* **Problem statement**: Every line with the string "query" should be copied from the data.

>>

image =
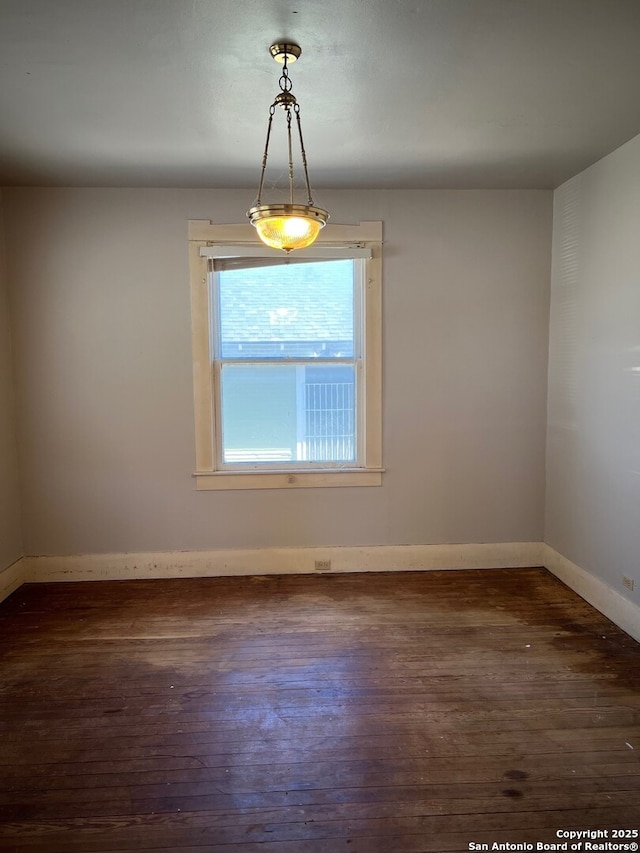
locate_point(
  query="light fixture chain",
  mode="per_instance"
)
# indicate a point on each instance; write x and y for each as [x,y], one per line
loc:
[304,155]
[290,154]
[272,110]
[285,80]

<<
>>

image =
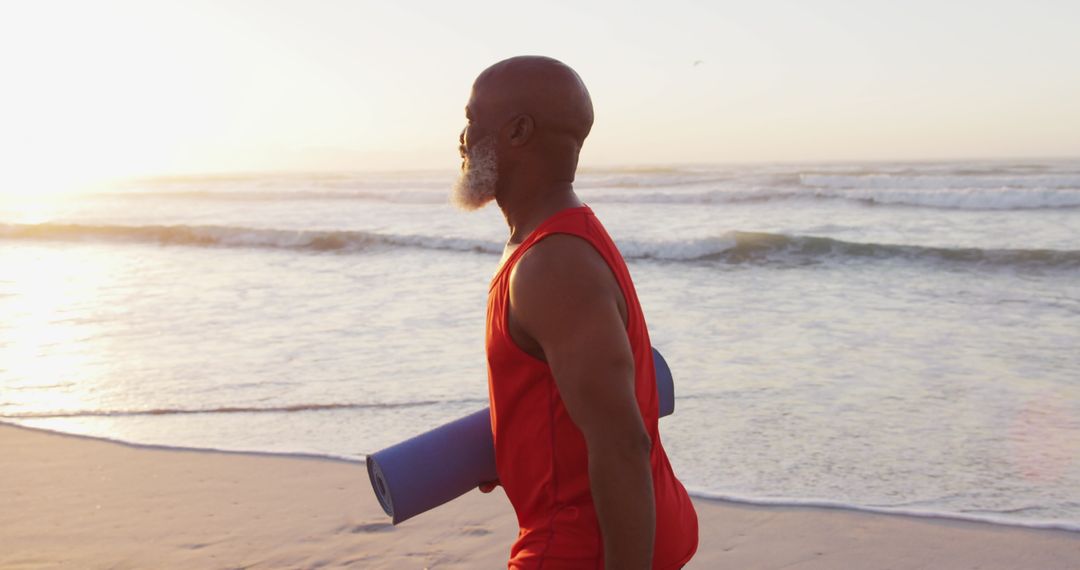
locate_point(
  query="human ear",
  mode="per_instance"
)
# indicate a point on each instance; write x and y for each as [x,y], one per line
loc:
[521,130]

<<
>>

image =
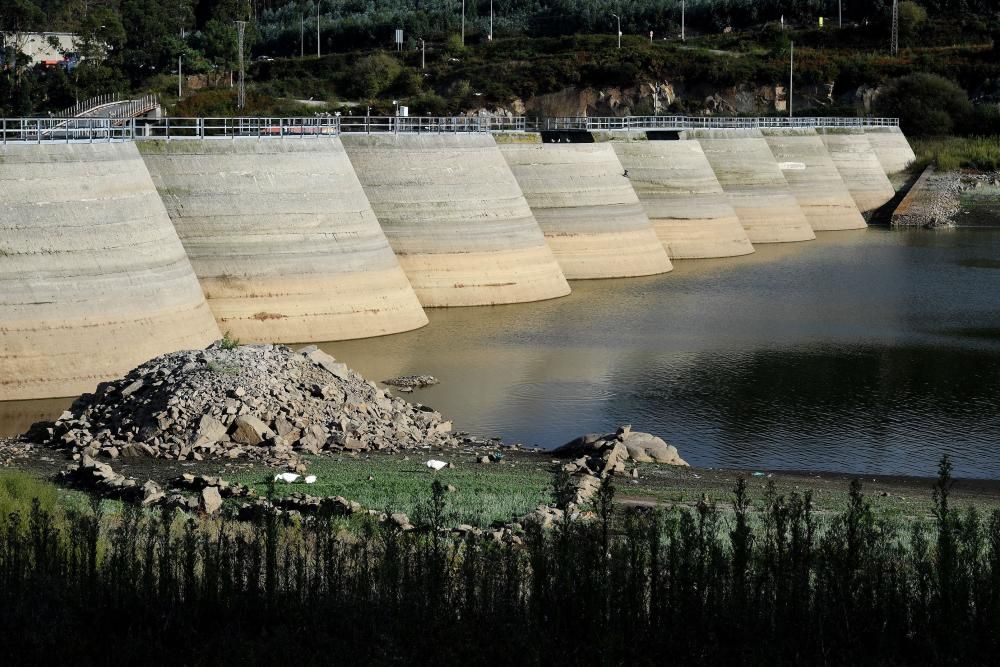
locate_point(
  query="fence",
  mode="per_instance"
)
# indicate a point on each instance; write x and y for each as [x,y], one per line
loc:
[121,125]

<<

* **Exercise solution**:
  query="light fixture chain",
  query="human ear",
  query="fence",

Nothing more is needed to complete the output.